#### PROBLEM DESCRIPTION:
Count the lines in the material below that contain the string "white", and reply with that number alone.

-- SOURCE MATERIAL start --

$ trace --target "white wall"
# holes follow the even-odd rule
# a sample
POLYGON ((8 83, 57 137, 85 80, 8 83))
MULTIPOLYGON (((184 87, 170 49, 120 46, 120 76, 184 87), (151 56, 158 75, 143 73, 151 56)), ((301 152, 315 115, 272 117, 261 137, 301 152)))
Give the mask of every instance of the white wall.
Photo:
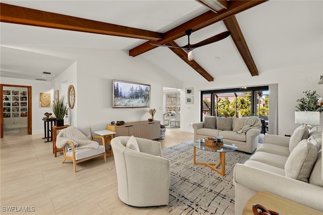
MULTIPOLYGON (((183 88, 194 87, 194 104, 185 103, 185 91, 181 95, 181 130, 193 132, 191 123, 200 121, 200 90, 233 88, 242 86, 254 86, 278 84, 278 130, 279 135, 292 134, 299 126, 294 123, 294 112, 296 100, 304 96, 303 91, 316 90, 323 96, 323 85, 318 84, 322 74, 321 64, 295 68, 282 68, 259 72, 258 76, 250 74, 232 77, 216 77, 211 82, 184 83, 183 88)), ((321 119, 321 122, 323 119, 321 119)), ((323 124, 321 123, 321 125, 323 124)))
POLYGON ((32 134, 43 133, 44 121, 41 120, 45 117, 44 114, 46 112, 50 112, 51 110, 49 107, 40 107, 39 93, 41 92, 51 93, 50 97, 53 98, 53 91, 51 90, 50 82, 5 77, 2 77, 0 82, 2 84, 31 86, 32 132, 32 134))

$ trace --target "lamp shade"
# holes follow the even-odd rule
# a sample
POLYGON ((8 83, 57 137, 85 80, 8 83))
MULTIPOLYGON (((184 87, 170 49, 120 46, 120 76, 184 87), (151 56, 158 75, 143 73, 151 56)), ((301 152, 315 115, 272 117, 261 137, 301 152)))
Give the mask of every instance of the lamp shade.
POLYGON ((319 112, 316 111, 296 111, 295 123, 303 125, 319 125, 319 112))

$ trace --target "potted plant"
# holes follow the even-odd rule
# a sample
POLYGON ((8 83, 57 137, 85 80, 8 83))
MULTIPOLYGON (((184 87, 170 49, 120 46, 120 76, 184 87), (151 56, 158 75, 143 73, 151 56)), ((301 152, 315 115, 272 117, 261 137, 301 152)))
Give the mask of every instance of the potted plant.
POLYGON ((297 106, 295 106, 296 108, 295 111, 315 111, 320 113, 323 112, 323 106, 320 105, 320 103, 319 104, 318 103, 318 101, 321 98, 316 93, 316 91, 311 92, 309 90, 303 92, 306 96, 296 100, 299 103, 297 106))
POLYGON ((67 113, 68 107, 67 103, 64 100, 64 97, 61 98, 55 98, 53 104, 51 105, 52 112, 57 119, 56 125, 63 126, 64 125, 64 117, 67 113))
POLYGON ((153 115, 155 115, 155 114, 156 113, 156 109, 149 109, 148 111, 148 113, 149 113, 149 114, 150 115, 150 116, 151 116, 151 118, 150 119, 148 119, 148 121, 149 122, 152 122, 153 121, 153 115))

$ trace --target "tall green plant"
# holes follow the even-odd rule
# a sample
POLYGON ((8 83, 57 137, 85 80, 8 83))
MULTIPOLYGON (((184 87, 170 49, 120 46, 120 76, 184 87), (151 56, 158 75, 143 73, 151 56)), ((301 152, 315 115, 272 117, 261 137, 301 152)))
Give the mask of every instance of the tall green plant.
POLYGON ((64 97, 55 98, 53 103, 51 105, 51 109, 58 120, 64 119, 68 110, 67 103, 65 102, 64 97))
POLYGON ((296 111, 318 111, 323 112, 323 107, 317 105, 319 96, 316 93, 316 91, 311 92, 311 90, 307 90, 303 92, 306 96, 296 100, 299 102, 295 107, 296 111))

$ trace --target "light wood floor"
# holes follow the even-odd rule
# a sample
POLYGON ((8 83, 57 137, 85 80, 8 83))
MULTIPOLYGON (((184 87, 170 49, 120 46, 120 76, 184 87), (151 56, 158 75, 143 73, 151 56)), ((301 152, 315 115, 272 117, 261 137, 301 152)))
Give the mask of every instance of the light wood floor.
MULTIPOLYGON (((52 142, 43 134, 5 135, 0 140, 1 206, 34 207, 36 214, 167 214, 159 206, 135 207, 118 196, 117 175, 110 170, 113 157, 97 157, 76 165, 55 157, 52 142)), ((193 134, 167 128, 163 148, 193 140, 193 134)), ((22 212, 17 213, 24 214, 22 212)))

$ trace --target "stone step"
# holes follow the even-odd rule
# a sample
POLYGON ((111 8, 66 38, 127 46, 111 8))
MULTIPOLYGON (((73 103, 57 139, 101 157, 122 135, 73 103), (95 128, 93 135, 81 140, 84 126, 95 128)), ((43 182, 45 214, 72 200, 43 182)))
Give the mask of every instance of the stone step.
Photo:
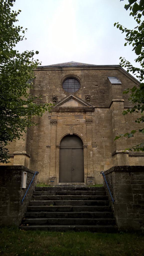
POLYGON ((73 195, 83 196, 95 195, 105 196, 106 193, 105 191, 97 191, 90 190, 90 191, 85 191, 75 190, 74 191, 57 191, 52 190, 52 191, 35 191, 34 192, 34 196, 56 196, 60 195, 73 195))
POLYGON ((103 187, 35 187, 35 191, 104 191, 103 187))
POLYGON ((114 225, 115 219, 106 218, 97 219, 36 218, 23 219, 22 223, 28 225, 114 225))
POLYGON ((34 196, 32 197, 32 200, 107 200, 108 198, 106 196, 92 195, 71 195, 68 196, 34 196))
POLYGON ((112 218, 112 212, 27 212, 26 218, 112 218))
POLYGON ((30 205, 69 205, 69 206, 107 206, 109 205, 109 201, 106 200, 31 200, 30 205))
POLYGON ((44 211, 48 212, 80 212, 80 211, 109 211, 111 208, 109 206, 54 206, 42 205, 28 206, 27 210, 28 211, 44 211))
POLYGON ((117 231, 117 227, 112 225, 29 225, 20 226, 19 228, 23 230, 45 230, 61 232, 89 231, 94 233, 112 233, 117 231))

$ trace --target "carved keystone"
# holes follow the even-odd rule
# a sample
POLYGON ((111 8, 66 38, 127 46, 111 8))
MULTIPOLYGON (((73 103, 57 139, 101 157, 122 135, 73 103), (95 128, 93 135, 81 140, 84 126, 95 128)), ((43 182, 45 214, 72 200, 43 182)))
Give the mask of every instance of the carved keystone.
POLYGON ((69 132, 70 135, 72 135, 73 134, 73 126, 69 126, 69 132))
POLYGON ((86 118, 86 125, 90 125, 92 124, 92 118, 86 118))
POLYGON ((56 177, 50 177, 48 179, 48 184, 52 186, 55 186, 56 185, 56 177))
POLYGON ((94 177, 88 177, 87 178, 88 185, 92 185, 95 184, 95 178, 94 177))
POLYGON ((51 123, 51 125, 56 125, 57 120, 57 119, 51 119, 50 122, 51 123))

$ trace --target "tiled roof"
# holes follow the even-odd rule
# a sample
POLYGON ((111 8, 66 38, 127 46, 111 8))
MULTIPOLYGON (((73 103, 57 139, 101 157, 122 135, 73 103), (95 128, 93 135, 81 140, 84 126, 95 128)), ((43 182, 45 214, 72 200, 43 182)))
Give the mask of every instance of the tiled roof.
POLYGON ((97 66, 97 65, 94 65, 93 64, 82 63, 80 62, 76 62, 76 61, 69 61, 69 62, 64 62, 63 63, 59 63, 58 64, 53 64, 53 65, 48 65, 47 66, 41 66, 41 67, 39 67, 40 68, 42 67, 91 67, 97 66))

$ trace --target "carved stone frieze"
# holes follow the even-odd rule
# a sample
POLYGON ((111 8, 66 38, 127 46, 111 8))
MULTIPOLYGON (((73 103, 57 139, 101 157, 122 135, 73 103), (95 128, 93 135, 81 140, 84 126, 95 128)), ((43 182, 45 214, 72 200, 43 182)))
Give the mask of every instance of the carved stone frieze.
POLYGON ((69 126, 69 132, 70 135, 72 135, 73 134, 73 126, 69 126))
POLYGON ((91 115, 91 112, 52 112, 52 115, 91 115))
POLYGON ((51 119, 50 122, 52 125, 56 125, 57 120, 57 119, 51 119))
POLYGON ((91 125, 92 124, 92 118, 86 118, 86 122, 87 125, 91 125))

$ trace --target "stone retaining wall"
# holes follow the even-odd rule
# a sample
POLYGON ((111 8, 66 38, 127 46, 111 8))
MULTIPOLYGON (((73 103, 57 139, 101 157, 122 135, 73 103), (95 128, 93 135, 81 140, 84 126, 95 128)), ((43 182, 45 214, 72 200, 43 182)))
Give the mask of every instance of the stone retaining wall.
POLYGON ((144 167, 115 166, 104 173, 115 200, 112 205, 119 230, 144 232, 144 167))
POLYGON ((36 184, 36 175, 22 205, 21 201, 35 172, 23 166, 0 166, 0 225, 18 226, 36 184), (27 173, 26 188, 22 188, 23 172, 27 173))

-- SOURCE MATERIAL end --

#### WRITTEN SOLUTION:
2